*PAGE TEXT*.
You may want to invest in some black-out curtains to keep the light out and help your baby distinguish between night and day.
White noise machines can help babies sleep. Listen to some relaxing or soothing music to help you and your baby relax
4. Seek Help
Reach out to friends and family or your neighbors for support while you do some household chores or go on errands.
You can easily become overwhelmed if you have a newborn, and trying to be a supermom can be exhausting and stressful. Seeking help would be a great way of reducing stress.
5. Drink Plenty of Water
It’s imperative to stay hydrated because hydration also improves energy levels.
Water makes up the majority of breast milk. Consequently, breast milk production requires a lot of water, and if you don’t drink enough water, you may become dehydrated.
Lethargy and fatigue may be caused by dehydration. Improve your water intake.
6. Join a Mom Group
Join a mom group, speak to a friend, or talk to someone about it. Talking to other moms and listening to their stories about how they deal with new babies and sharing mom hacks can be extremely helpful.
Breastfeeding and Muscle Weakness
It is also possible for breastfeeding to cause muscular weakness. An inadequate supply of vitamin D is likely to be responsible for this. It’s essential for strong muscles and bones. Women who breastfeed are particularly prone to vitamin D deficiency, which can lead to muscle weakness.
Vitamin D levels can be increased in several ways:
- All breastfeeding babies should receive a daily supplement of vitamin D to counteract any deficiency in their mother\’s milk, as recommended by the Centers for Disease Control and Prevention.
- At your local pharmacy, you can easily find a vitamin D supplement if your levels are low.
- You can raise your vitamin D levels naturally by exposing your skin to the sun, as your skin is able to convert sunlight into vitamin D. Make sure you wear sunscreen.
- There are foods that are high in vitamin D, such as fatty fish, eggs, and fortified dairy products. It is imperative for a mom to pay attention to what she is eating while breastfeeding.
What’s Happening to your Body during Breastfeeding
- The body starts preparing to produce milk during pregnancy.
- The hormones estrogen, progesterone, oxytocin and prolactin are key to milk production.

*DATASET ENTRIES*.
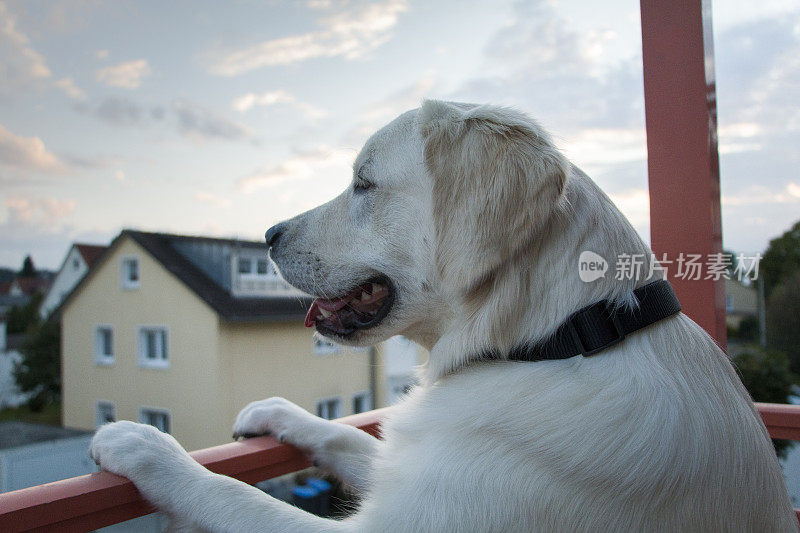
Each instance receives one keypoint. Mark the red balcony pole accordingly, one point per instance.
(682, 158)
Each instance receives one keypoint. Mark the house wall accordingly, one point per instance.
(278, 359)
(189, 388)
(65, 280)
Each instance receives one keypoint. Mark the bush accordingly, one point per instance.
(768, 378)
(39, 371)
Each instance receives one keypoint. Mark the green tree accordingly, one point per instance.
(748, 329)
(767, 376)
(20, 318)
(39, 371)
(28, 270)
(781, 259)
(783, 319)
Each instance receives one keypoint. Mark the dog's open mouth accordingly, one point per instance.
(362, 308)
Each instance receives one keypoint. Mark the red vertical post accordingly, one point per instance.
(682, 157)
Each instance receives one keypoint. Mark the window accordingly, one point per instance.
(129, 275)
(362, 401)
(105, 413)
(153, 346)
(104, 345)
(324, 347)
(158, 418)
(329, 408)
(245, 266)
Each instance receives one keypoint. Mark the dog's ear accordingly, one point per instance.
(497, 177)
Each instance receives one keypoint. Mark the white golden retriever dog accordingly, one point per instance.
(462, 230)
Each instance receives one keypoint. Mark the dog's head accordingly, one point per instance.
(440, 198)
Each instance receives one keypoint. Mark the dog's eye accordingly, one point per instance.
(361, 186)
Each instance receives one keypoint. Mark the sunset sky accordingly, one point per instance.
(221, 118)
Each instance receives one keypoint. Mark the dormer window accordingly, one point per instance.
(129, 273)
(245, 266)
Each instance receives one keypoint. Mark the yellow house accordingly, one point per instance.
(182, 332)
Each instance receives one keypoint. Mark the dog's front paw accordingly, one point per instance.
(130, 449)
(274, 416)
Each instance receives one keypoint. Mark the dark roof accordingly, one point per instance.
(16, 434)
(241, 309)
(32, 284)
(90, 252)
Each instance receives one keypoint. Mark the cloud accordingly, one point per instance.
(197, 122)
(381, 112)
(21, 67)
(70, 89)
(538, 62)
(23, 211)
(248, 101)
(126, 75)
(27, 154)
(213, 200)
(301, 165)
(758, 194)
(352, 32)
(190, 120)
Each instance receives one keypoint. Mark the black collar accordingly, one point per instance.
(599, 326)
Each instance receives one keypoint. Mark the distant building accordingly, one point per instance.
(182, 332)
(76, 264)
(740, 301)
(28, 286)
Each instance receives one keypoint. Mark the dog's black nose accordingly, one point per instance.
(273, 234)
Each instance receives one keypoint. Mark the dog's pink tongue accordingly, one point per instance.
(328, 305)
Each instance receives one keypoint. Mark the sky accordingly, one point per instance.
(222, 118)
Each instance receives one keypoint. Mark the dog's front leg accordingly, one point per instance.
(344, 450)
(171, 480)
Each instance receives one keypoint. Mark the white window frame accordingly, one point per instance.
(158, 411)
(325, 401)
(124, 281)
(367, 398)
(141, 348)
(324, 346)
(97, 406)
(101, 358)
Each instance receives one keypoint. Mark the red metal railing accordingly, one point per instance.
(96, 500)
(101, 499)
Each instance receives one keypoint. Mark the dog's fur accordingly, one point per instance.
(479, 221)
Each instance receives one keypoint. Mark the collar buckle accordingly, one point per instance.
(612, 317)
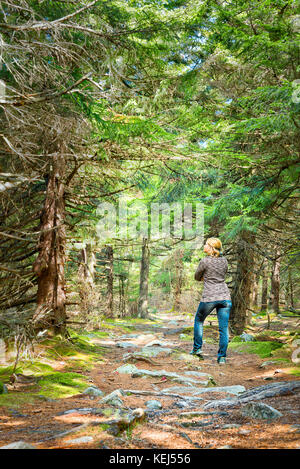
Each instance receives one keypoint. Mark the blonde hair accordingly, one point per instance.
(216, 245)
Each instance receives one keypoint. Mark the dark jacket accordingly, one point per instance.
(212, 270)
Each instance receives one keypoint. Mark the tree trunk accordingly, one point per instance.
(122, 304)
(275, 283)
(241, 295)
(178, 280)
(291, 291)
(264, 288)
(49, 265)
(144, 273)
(110, 281)
(86, 277)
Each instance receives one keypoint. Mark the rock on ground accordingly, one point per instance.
(18, 445)
(259, 410)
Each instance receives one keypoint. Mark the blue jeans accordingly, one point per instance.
(223, 308)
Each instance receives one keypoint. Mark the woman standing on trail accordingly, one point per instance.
(212, 269)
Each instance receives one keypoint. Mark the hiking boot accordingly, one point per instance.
(198, 353)
(222, 361)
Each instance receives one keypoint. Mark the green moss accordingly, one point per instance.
(263, 349)
(17, 399)
(295, 371)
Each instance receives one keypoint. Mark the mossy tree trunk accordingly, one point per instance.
(110, 281)
(241, 294)
(144, 274)
(50, 263)
(264, 287)
(275, 282)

*REQUIRED WORK*.
Answer these from the breastfeeding text.
(a) What makes up most of breast milk?
(b) A lack of which vitamin is likely behind muscle weakness during breastfeeding?
(c) Which hormones are named as key to milk production?

*SOLVED EXERCISE*.
(a) Water.
(b) Vitamin D.
(c) Estrogen, progesterone, oxytocin and prolactin.